:: EXERCISE PASSAGE

- Major cult center: Ugarit
- Parents: El and Athirat

Equivalents
- Kassite: Shuqamuna and Shumaliya (disputed)

= Ṯukamuna-wa-Šunama =

Pair of Ugaritic gods

Ṯukamuna-wa-Šunama (Ugaritic: ṯkmn w šnm; Thukamuna and Shunama) were a pair of Ugaritic gods who always appear together in known sources. They are best known from the text KTU 1.114, where they help their father El return home after he gets drunk during a feast. Possible connections between their names and these of the Kassite deities Shuqamuna and Shumaliya continue to be a subject of debate.

==Names==
Ṯukamuna-wa-Šunama (Thukamuna and Shunama) is the conventional vocalization of the binomial Ugaritic theonym ṯkmn w šnm. These two gods always appear as a pair in known Ugaritic texts.

It has been proposed that Ṯukamuna's name might be related to Ugaritic škm and Hebrew šĕkem, "shoulder." Etymology of Šunama's name is presently unknown. The attempts at linking this theonym with El's epithet ‘ab šnm, reinterpreted in this proposal as "father of Šunama," are regarded as unconvincing by Bob Becking. Aicha Rahmouni notes in a more recent publication that ‘ab šnm is most commonly translated as "father of years," and while the precise meaning of the element šnm remains disputed, it is unlikely that it can be interpreted as a name in this context.

While the toponym Shechem might be etymologically related to Ṯukamuna's name, it most likely does not have any connection to the Ugaritic god. A place name similar to Šunama's name is attested as Šunama in the Amarna letters, Šánama in a document listing places related to a campaign of the pharaoh Shoshenq I, and Shunem in multiple books of the Hebrew Bible, but Becking concludes that it is not a cognate of this god's name but more plausibly a homonym. There is also no indication in available sources that it was considered a religious center.

::::
:: EXCERPTED DATA

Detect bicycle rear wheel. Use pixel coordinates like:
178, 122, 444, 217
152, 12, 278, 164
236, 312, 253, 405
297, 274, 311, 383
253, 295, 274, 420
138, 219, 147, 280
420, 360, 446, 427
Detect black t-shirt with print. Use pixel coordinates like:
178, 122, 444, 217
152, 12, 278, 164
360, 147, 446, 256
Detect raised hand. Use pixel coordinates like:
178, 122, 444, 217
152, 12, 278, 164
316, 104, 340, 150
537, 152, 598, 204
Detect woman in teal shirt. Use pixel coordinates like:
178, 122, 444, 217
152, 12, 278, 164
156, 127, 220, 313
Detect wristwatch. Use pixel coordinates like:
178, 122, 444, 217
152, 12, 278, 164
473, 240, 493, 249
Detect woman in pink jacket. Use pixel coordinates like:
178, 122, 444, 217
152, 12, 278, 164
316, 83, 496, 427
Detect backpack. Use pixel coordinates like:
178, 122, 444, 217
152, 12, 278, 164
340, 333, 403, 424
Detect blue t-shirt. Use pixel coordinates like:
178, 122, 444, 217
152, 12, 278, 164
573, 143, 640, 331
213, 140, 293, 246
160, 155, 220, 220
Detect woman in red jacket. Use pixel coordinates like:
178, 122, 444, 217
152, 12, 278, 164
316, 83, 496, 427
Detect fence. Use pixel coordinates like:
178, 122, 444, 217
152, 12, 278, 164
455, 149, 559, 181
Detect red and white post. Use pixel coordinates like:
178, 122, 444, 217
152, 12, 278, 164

::::

Pick up the passage on the Ugaritic gods Ṯukamuna-wa-Šunama where it stops and continue it.

Based on the similarity of the names of Ṯukamuna and the Kassite deity Shuqamuna, it has been suggested that they were analogous, and that the connection can also be extended to Shumaliya and Šunama. Bob Becking states that it is not impossible that Ṯukamuna corresponds to Shuqamuna and that the name of the latter deity was ultimately derived from a Semitic language, rather than from Kassite, though the direction of the influence should remain open for debate. However, he points out Šunama was male and was identified as Ṯukamuna's brother, not spouse, which according to him makes it unlikely that he was analogous to the Kassite mountain goddess. As of 2013, the topic remains a matter of dispute and occasional controversy among researchers.

==In the Ugaritic texts==
The first text discovered during the initial 1929 excavations in Ras Shamra (Ugarit) describes a ritual taking place over the course of a whole day and the following night which involved offering an ewe and subsequently a ram to Ṯukamuna-wa-Šunama. Similarly, in a text with instructions for a ritual taking place in Ra’šu-Yêni ("the first wine") over the course of multiple days, they are listed jointly as recipients of an ewe and subsequently a ram on the fifteenth day of this month. They are also mentioned multiple times alongside El, his sons (treated collectively) and his divine assembly in a formula meant to guarantee unity between various inhabitants of Ugarit regardless of their origin, which prescribes the offering of a donkey. A text identified as a prayer for well-being mentions them in a long enumeration of deities.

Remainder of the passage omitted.